A perception of Pakistani threat may compel India to buy some of these cast-offs, just as it bought the ancient aircraft carrier, Admiral Gorshkov, under Russian pressure, but all that will not ease the threat of militant infiltration across the western border. The stoking up of communal hatred against the Indian bogeyman keeps in power the elite Pakistani military establishment, in which is ensconced its terrible ISI. They will continue not only to threaten India but hold the Pakistani civil population in frightened subjugation. Obama is helpless to bring any relief here, despite his disingenuous statements about democratic values.

In the outcome, India most probably will buy from America what it does not need, just to let American leaders declare their mission a success, and retain goodwill for India. None of them need really worry that India will steal away any jobs. Not even the giant IT industry, which has boosted Indian business confidence and produced a rich crop of millionaires, is capable of launching a worthwhile challenge. Indian IT professionals and their expertise are rented out to American industry, and serve it much as our accountants and babus shored up the British Empire a hundred years ago. Low-priced generic drugs, made by Indian companies like Dr. Reddy Labs, do irritate American pharmaceutical giants, who do not like to lose even a small part of their well-padded profits, but while they may buy judges of arbitration cases they win little sympathy from the suffering American public.

Supplied records:
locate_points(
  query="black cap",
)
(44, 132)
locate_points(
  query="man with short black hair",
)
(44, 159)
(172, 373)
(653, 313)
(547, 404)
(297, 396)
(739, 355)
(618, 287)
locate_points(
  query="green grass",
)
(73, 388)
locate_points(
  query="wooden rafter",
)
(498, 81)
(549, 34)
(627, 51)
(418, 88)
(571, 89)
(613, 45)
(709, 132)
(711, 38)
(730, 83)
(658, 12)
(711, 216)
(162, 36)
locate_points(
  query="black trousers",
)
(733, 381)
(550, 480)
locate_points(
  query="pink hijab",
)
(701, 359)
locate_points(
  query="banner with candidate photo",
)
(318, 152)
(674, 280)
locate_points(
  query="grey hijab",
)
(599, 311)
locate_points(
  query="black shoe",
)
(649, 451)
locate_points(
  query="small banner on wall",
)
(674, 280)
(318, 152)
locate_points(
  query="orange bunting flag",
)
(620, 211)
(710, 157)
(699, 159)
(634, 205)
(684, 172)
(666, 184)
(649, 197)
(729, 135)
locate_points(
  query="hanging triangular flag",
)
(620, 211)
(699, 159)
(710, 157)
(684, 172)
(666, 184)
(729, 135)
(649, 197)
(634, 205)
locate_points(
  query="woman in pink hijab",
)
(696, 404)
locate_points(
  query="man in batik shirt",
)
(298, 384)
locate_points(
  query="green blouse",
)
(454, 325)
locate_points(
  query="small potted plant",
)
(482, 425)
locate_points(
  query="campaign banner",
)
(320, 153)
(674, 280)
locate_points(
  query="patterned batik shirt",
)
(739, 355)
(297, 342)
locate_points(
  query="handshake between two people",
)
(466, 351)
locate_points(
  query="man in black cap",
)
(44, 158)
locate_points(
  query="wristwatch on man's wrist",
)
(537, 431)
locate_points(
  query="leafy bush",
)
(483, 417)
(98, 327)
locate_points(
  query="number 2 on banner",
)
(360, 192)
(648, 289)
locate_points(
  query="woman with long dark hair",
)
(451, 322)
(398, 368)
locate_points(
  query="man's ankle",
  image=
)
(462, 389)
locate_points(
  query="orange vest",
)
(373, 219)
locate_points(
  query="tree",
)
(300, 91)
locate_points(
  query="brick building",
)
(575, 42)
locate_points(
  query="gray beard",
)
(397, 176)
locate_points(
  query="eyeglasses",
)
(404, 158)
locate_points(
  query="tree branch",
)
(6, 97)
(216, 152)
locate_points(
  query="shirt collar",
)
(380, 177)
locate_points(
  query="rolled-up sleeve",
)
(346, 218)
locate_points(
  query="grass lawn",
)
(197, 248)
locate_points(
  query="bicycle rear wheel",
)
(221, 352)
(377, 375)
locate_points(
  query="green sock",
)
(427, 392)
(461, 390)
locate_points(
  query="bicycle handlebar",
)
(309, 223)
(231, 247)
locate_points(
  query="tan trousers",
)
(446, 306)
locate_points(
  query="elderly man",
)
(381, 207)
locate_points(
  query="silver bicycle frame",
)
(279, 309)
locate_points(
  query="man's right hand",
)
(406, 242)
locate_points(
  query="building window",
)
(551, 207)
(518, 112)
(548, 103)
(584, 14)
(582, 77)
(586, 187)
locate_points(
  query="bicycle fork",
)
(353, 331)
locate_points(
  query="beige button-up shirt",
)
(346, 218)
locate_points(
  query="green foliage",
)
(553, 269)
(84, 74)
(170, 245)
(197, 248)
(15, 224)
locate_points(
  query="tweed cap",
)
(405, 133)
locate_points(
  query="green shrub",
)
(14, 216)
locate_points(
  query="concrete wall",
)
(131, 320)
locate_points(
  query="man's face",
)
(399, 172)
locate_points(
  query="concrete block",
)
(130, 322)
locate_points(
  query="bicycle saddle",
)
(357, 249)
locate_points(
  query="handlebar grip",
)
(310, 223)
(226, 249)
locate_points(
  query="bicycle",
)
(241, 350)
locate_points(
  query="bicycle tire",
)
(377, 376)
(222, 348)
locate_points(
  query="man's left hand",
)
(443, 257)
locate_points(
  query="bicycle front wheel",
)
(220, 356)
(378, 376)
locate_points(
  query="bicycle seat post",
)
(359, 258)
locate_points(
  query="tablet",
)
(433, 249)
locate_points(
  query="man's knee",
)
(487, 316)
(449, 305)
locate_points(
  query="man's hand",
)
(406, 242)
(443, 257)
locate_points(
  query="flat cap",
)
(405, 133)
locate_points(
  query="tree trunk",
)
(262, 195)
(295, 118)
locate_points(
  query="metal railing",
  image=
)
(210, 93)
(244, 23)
==
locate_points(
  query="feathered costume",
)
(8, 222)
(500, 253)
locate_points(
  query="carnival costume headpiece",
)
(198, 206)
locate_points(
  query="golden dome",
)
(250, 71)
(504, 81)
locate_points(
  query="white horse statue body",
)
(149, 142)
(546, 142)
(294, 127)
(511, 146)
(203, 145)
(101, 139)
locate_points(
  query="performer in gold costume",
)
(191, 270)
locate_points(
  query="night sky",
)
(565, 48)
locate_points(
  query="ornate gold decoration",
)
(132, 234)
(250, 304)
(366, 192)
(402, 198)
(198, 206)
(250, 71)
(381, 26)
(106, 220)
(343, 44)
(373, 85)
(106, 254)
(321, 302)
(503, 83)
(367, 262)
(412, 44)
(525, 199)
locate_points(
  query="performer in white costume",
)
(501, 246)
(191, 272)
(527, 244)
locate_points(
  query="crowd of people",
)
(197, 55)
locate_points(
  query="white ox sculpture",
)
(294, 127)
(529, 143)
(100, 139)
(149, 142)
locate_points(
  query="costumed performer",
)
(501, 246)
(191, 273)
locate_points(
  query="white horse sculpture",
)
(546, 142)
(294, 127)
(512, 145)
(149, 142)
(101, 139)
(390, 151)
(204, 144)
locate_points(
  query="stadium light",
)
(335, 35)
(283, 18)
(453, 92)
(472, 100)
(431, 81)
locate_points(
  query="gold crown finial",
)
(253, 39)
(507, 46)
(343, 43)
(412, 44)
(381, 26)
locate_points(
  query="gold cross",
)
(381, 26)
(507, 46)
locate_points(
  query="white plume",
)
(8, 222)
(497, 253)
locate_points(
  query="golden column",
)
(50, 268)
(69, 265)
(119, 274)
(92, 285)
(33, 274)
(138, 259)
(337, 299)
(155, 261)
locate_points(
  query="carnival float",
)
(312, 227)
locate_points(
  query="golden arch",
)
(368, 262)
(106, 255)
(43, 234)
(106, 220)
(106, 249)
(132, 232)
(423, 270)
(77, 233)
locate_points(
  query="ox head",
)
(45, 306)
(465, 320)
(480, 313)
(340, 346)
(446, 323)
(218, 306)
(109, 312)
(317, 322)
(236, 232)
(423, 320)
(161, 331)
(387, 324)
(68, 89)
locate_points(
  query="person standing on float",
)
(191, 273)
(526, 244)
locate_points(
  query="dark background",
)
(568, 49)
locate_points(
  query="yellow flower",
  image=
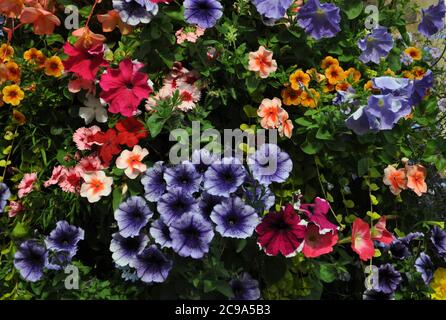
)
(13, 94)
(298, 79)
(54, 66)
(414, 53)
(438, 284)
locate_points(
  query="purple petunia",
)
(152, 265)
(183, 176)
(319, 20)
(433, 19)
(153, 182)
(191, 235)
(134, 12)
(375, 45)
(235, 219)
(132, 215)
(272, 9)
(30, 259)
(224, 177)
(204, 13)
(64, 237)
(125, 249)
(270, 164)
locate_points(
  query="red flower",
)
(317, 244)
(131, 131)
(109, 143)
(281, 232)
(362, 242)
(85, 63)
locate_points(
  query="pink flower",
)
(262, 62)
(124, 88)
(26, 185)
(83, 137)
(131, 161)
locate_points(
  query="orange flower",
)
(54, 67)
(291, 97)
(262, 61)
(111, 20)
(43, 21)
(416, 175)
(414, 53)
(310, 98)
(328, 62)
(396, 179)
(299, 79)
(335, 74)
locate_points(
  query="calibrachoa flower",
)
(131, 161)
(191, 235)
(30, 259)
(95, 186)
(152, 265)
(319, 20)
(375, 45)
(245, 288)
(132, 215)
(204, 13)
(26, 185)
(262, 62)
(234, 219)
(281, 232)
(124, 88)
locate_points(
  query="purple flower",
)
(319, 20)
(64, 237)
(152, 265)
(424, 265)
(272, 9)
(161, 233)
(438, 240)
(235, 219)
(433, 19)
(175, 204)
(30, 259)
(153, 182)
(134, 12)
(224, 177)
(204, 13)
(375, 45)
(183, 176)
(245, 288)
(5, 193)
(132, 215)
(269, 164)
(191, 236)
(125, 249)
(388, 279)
...
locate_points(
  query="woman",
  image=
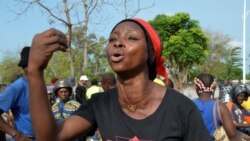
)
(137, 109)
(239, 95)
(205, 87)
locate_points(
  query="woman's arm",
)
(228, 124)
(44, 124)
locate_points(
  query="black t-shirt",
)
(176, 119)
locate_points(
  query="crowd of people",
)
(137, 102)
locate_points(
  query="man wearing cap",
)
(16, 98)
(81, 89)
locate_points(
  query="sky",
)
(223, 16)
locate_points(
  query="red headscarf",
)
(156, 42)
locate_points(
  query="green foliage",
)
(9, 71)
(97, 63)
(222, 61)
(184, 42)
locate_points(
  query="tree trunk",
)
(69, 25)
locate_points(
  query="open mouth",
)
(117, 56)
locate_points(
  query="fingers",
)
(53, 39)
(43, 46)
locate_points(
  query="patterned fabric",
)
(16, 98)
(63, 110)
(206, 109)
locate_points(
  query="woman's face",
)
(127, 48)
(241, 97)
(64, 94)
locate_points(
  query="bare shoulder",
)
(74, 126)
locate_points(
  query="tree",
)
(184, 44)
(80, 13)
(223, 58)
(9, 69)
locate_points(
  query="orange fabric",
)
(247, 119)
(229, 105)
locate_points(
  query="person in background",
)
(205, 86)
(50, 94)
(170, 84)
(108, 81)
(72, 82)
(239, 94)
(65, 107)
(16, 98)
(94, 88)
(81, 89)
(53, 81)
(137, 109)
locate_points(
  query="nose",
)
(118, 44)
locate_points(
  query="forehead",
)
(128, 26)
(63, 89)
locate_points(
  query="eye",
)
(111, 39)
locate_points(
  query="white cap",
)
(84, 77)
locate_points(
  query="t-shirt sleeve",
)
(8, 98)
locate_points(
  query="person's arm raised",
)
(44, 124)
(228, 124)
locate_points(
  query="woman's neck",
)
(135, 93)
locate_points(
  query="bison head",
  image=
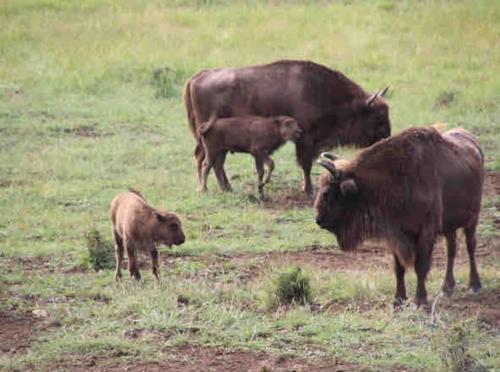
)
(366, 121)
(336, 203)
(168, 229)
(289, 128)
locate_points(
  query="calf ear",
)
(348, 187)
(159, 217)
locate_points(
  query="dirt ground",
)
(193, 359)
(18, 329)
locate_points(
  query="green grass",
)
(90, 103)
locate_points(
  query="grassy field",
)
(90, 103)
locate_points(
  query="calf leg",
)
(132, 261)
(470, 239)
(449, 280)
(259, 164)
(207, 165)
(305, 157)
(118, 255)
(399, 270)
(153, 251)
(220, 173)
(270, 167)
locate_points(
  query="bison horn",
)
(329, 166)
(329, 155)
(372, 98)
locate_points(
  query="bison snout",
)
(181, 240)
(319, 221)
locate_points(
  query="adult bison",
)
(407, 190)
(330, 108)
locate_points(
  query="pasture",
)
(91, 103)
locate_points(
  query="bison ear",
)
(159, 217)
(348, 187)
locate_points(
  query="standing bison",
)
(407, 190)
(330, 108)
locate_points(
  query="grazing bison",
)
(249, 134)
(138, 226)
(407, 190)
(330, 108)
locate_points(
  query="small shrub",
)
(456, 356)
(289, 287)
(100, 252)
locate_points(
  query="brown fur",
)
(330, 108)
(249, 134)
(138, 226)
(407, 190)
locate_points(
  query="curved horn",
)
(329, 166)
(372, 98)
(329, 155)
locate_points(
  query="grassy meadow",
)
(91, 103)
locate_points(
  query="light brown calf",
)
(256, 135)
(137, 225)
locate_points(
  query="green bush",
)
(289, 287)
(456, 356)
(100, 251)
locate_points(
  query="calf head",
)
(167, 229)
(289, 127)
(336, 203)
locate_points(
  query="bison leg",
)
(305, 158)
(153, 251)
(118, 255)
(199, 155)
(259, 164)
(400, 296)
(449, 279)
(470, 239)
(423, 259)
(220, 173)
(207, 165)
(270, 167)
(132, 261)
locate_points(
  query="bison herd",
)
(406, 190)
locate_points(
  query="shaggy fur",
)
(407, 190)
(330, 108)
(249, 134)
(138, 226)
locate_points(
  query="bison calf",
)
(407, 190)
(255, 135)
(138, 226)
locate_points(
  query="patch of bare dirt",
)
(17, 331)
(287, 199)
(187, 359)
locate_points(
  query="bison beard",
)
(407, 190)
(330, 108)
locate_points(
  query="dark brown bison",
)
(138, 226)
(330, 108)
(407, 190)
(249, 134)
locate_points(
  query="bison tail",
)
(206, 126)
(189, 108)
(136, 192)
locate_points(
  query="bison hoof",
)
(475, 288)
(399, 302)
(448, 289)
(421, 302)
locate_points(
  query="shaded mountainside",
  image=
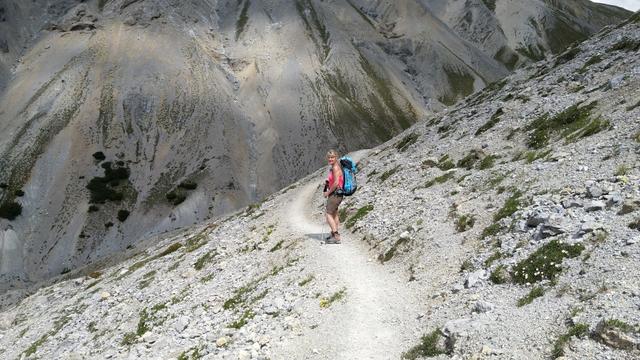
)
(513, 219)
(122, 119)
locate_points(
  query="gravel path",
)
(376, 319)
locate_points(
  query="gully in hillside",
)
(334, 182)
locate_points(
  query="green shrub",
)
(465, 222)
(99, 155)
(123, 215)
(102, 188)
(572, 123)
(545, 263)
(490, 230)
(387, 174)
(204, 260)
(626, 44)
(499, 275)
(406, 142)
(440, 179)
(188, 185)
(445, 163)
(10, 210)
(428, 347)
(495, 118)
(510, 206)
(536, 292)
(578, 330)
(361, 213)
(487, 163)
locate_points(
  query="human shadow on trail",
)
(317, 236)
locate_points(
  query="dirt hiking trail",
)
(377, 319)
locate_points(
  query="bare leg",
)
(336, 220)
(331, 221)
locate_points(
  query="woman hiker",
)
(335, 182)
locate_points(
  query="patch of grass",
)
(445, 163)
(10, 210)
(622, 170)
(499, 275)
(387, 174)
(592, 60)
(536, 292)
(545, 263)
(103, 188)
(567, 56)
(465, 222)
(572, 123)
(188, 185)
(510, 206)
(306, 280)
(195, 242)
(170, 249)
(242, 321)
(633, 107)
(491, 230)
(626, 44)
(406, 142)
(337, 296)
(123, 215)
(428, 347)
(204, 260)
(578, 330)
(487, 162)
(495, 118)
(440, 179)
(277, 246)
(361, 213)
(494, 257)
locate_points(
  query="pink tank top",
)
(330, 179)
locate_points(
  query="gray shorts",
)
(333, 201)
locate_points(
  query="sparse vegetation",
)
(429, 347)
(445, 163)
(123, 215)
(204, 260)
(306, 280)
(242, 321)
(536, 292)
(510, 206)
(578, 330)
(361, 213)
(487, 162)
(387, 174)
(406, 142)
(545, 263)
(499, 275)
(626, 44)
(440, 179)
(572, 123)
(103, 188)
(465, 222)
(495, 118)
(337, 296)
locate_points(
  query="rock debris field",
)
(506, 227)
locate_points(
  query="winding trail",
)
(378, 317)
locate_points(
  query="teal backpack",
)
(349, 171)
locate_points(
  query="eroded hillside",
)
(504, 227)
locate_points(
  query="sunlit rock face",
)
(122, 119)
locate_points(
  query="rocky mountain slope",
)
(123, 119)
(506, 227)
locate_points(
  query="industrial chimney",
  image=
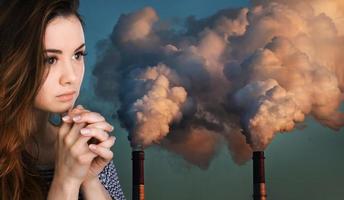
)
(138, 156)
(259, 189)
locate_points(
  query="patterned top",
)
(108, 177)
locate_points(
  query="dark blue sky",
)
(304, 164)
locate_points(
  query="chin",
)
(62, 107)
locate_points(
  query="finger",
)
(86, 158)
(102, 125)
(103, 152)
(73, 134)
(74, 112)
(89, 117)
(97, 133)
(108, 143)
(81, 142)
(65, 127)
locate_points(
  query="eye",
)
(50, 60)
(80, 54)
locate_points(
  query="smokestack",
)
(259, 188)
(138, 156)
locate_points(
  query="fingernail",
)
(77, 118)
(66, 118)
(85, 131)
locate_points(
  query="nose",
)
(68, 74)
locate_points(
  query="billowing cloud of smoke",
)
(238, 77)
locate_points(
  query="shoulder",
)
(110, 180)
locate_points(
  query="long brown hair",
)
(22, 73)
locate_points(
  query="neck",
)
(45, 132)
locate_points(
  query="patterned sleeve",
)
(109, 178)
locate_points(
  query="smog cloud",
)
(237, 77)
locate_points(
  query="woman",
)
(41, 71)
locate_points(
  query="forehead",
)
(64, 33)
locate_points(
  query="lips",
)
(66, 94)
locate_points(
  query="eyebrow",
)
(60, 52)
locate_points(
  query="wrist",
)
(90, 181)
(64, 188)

Assignment 1:
According to the given text, which aircraft carrier did India buy under Russian pressure?
Assignment 2:
Write out the stretch of the given text from "A perception of" through "about democratic values.", substituting "warship" for "aircraft carrier".

Exercise answer 1:
India bought the Admiral Gorshkov.

Exercise answer 2:
A perception of Pakistani threat may compel India to buy some of these cast-offs, just as it bought the ancient warship, Admiral Gorshkov, under Russian pressure, but all that will not ease the threat of militant infiltration across the western border. The stoking up of communal hatred against the Indian bogeyman keeps in power the elite Pakistani military establishment, in which is ensconced its terrible ISI. They will continue not only to threaten India but hold the Pakistani civil population in frightened subjugation. Obama is helpless to bring any relief here, despite his disingenuous statements about democratic values.